TASK GOAL →
Be exact. Print each record as it stands.

MATERIAL FOR THIS EXERCISE →
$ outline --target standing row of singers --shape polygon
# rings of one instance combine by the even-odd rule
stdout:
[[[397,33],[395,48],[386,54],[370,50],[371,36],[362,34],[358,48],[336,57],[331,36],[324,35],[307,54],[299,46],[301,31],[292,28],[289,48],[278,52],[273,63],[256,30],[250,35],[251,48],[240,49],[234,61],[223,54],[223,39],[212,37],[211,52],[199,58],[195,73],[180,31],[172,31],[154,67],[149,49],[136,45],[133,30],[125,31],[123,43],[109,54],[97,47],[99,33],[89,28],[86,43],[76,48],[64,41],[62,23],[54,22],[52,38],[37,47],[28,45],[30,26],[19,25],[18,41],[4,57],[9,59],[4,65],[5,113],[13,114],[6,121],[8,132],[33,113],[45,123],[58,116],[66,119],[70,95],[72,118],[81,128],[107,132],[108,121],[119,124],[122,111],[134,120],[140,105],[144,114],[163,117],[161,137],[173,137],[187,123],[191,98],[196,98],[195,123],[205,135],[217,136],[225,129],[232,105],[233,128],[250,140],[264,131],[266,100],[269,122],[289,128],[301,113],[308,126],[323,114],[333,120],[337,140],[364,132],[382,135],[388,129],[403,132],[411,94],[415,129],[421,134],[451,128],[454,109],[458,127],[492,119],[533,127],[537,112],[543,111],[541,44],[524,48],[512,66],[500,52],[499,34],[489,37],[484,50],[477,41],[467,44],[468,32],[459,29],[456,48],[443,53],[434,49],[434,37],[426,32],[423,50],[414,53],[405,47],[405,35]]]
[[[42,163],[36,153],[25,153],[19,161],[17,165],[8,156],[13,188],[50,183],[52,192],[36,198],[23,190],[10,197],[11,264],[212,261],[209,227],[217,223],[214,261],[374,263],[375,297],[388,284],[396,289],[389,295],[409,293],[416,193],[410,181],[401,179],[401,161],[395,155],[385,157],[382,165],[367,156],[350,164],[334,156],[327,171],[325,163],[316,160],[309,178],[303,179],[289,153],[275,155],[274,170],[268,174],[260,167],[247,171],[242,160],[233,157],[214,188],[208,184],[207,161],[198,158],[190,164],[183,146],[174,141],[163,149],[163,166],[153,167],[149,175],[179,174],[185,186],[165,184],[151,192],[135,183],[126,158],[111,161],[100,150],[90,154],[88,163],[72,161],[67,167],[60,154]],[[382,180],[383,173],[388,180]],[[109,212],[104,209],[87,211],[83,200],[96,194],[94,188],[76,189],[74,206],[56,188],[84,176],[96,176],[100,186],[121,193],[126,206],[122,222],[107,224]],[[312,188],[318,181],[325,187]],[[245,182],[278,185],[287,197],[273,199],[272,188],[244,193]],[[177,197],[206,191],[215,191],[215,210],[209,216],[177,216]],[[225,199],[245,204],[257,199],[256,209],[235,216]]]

ANSWER SPACE →
$ outline --target standing row of singers --shape polygon
# rings of one instance combine by the even-odd rule
stdout:
[[[397,33],[395,48],[386,54],[370,50],[371,36],[362,34],[358,48],[336,57],[331,36],[324,35],[307,54],[299,46],[301,31],[292,28],[289,48],[278,52],[273,63],[256,30],[250,35],[251,48],[240,49],[234,61],[223,54],[223,39],[212,37],[211,52],[199,58],[195,73],[180,31],[172,31],[154,67],[149,49],[136,45],[133,30],[125,31],[123,43],[109,54],[97,47],[99,33],[89,28],[86,43],[76,48],[64,41],[62,23],[54,22],[52,38],[37,47],[28,45],[30,26],[19,25],[18,41],[4,57],[9,59],[4,65],[5,113],[13,114],[6,121],[8,132],[33,113],[45,123],[58,116],[66,119],[70,95],[72,118],[81,128],[107,132],[108,121],[119,124],[122,111],[134,120],[140,105],[144,114],[163,117],[161,137],[173,137],[187,123],[191,98],[196,98],[195,123],[205,135],[217,136],[225,129],[232,105],[233,128],[250,140],[264,131],[266,100],[269,122],[289,128],[301,113],[308,126],[323,114],[333,120],[337,140],[364,132],[382,135],[388,129],[403,132],[411,94],[415,129],[421,134],[451,128],[454,109],[458,127],[492,119],[533,127],[537,112],[543,111],[541,44],[524,48],[512,66],[500,52],[499,34],[489,37],[484,50],[477,41],[467,44],[468,32],[459,29],[456,48],[443,53],[434,49],[434,37],[426,32],[423,50],[414,53],[405,47],[405,35]]]
[[[42,163],[36,153],[25,153],[19,161],[17,165],[8,156],[13,188],[50,183],[52,192],[36,198],[23,190],[10,197],[11,264],[212,261],[209,227],[217,223],[214,261],[374,263],[375,297],[388,284],[396,289],[389,295],[409,293],[416,193],[410,181],[401,179],[401,161],[395,155],[385,157],[382,165],[367,156],[350,164],[334,156],[327,171],[325,163],[316,160],[309,178],[303,179],[289,153],[275,155],[274,170],[268,174],[260,167],[247,171],[242,160],[233,157],[214,188],[208,184],[207,161],[198,158],[190,164],[183,146],[174,141],[163,149],[163,166],[153,167],[149,175],[179,174],[185,186],[165,184],[151,192],[135,183],[126,158],[111,161],[100,150],[90,154],[88,163],[72,161],[67,167],[60,154]],[[382,180],[383,173],[388,180]],[[109,212],[104,209],[87,211],[83,200],[96,194],[94,188],[76,189],[74,206],[56,188],[84,176],[96,176],[100,186],[121,193],[126,206],[122,222],[107,224]],[[312,188],[318,181],[325,187]],[[245,182],[278,185],[287,197],[273,199],[272,188],[244,193]],[[177,197],[206,191],[215,191],[215,210],[209,216],[177,216]],[[225,199],[245,204],[257,199],[256,209],[235,216]]]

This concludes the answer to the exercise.